Copy out the data below verbatim.
**********
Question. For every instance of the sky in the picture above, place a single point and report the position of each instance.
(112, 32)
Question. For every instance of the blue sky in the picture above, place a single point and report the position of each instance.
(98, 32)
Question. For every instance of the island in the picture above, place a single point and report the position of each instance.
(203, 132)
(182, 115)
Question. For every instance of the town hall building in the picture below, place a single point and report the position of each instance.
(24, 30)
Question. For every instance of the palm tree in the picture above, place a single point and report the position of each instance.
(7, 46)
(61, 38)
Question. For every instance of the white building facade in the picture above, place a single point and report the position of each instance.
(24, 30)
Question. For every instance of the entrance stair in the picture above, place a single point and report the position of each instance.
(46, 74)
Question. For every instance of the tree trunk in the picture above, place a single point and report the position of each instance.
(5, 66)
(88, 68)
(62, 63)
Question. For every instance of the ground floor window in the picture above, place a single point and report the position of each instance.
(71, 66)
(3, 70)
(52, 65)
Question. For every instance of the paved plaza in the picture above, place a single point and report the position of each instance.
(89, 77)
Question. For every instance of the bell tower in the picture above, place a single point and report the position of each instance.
**********
• WRITTEN SOLUTION:
Question. For every instance of the sky in the picture above, place a single point and report the position of each instance.
(112, 32)
Question. For every instance of the blue sky in the picture above, place a single point and report the position of each instance.
(98, 32)
Question. For every instance of the island in the picture above, place a single point and report the position of each instance.
(203, 132)
(182, 115)
Question. For every instance of the town hall building in the picture below, place a single point and report the position of each instance.
(24, 30)
Question. For every instance of the palm tree in the picture above, place a single point and report the position of each instance.
(7, 46)
(61, 38)
Question. For every instance of the white building facade in the picture above, place a single point and report the position of each instance.
(24, 30)
Question. For every instance of the entrance stair in the picture above, place a single point and report the position of each instance.
(46, 74)
Question. For every instance of the tree trunk in the picture above, place a single point and report the position of each instance.
(5, 66)
(88, 68)
(62, 63)
Question. For every instance of the ground floor window in the picture above, place a single point and report the position of each instance.
(71, 66)
(3, 70)
(52, 65)
Question. For every instance of the paved plaza in the picture above, place a single point and report the position of each instance.
(89, 77)
Question. For every instance of the bell tower in the picture above, place a single point and report the position of each instance.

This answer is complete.